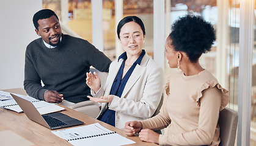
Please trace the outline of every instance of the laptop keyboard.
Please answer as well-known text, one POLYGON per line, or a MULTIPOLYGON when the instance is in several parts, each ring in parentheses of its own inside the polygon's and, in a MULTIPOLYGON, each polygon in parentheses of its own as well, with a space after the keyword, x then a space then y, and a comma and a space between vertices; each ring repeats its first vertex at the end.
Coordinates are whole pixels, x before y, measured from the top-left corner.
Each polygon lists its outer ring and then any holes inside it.
POLYGON ((49 125, 50 127, 57 127, 68 125, 67 123, 64 122, 61 120, 51 117, 49 115, 44 114, 42 116, 43 116, 43 119, 45 119, 45 121, 47 122, 47 123, 49 125))

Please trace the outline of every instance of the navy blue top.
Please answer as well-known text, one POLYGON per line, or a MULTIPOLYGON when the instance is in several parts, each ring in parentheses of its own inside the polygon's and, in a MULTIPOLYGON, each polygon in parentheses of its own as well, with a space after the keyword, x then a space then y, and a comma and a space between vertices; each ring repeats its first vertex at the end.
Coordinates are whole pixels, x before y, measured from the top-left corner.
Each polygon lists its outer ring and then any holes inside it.
MULTIPOLYGON (((119 56, 118 60, 119 60, 120 58, 123 58, 123 61, 122 63, 121 67, 120 68, 117 76, 115 77, 115 80, 113 82, 109 95, 115 95, 119 97, 121 97, 123 89, 125 89, 125 85, 126 84, 128 80, 131 76, 131 73, 133 73, 133 70, 134 70, 137 64, 141 65, 141 60, 142 60, 142 58, 145 54, 145 50, 142 50, 142 52, 141 54, 141 55, 139 55, 139 58, 133 63, 133 66, 131 66, 123 78, 122 78, 122 77, 123 76, 125 62, 127 59, 126 52, 125 52, 119 56)), ((100 120, 115 127, 115 111, 108 109, 103 115, 100 120)))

PROBLEM REQUIREMENTS = Can you output every line of the rows above as a Markdown table with the columns No. and Line, numbering the lines and skipping blank ones? Leave the pictures out.

OUTPUT OF THE EXERCISE =
| No. | Line |
|---|---|
| 1 | Please trace the outline of every instance of the laptop keyboard. |
| 2 | Please answer as well-known text, one POLYGON per line, or a MULTIPOLYGON when the instance is in several parts, each ring in parentheses of its own inside the polygon's and, in a MULTIPOLYGON, each polygon in parentheses of its own as well, with a space after the keyword, x then a space then y, and a comma and a space between vertices; each ring repeats its first vertex at the end. |
| 3 | Coordinates are whole pixels, x before y, measured from the top-left corner. |
| 4 | Each polygon lists its outer ring and then any holes inside it. |
| 5 | POLYGON ((49 125, 50 127, 57 127, 68 125, 67 123, 64 122, 61 120, 51 117, 49 115, 44 114, 42 116, 43 116, 43 119, 45 119, 45 121, 47 122, 47 123, 49 125)) |
| 6 | Please trace the outline of every instance of the navy blue top. |
| 7 | Please answer as well-known text, one POLYGON per line, or a MULTIPOLYGON when the instance is in several parts, each ring in parentheses of its own inside the polygon's and, in a MULTIPOLYGON, each polygon in parentheses of its own as well, with a space after the keyword, x then a space then y, and a comma and a space between vertices; each ring repeats its first vertex at the end. |
| 8 | Coordinates are whole pixels, x before y, measured from the top-left corner. |
| 9 | Each polygon lists its outer ring and then any holes inside it. |
| 10 | MULTIPOLYGON (((119 56, 118 60, 119 60, 120 58, 123 58, 123 61, 122 63, 121 67, 120 68, 117 76, 115 77, 115 80, 113 82, 109 95, 115 95, 119 97, 121 97, 123 89, 125 89, 125 85, 126 84, 128 80, 131 76, 131 73, 133 73, 133 70, 134 70, 137 64, 141 65, 141 60, 142 60, 142 58, 145 54, 145 50, 142 50, 142 52, 141 54, 141 55, 139 55, 139 58, 133 63, 133 66, 131 66, 123 78, 122 78, 122 77, 123 76, 125 62, 127 59, 126 52, 125 52, 119 56)), ((100 120, 115 127, 115 111, 108 109, 103 115, 100 120))) |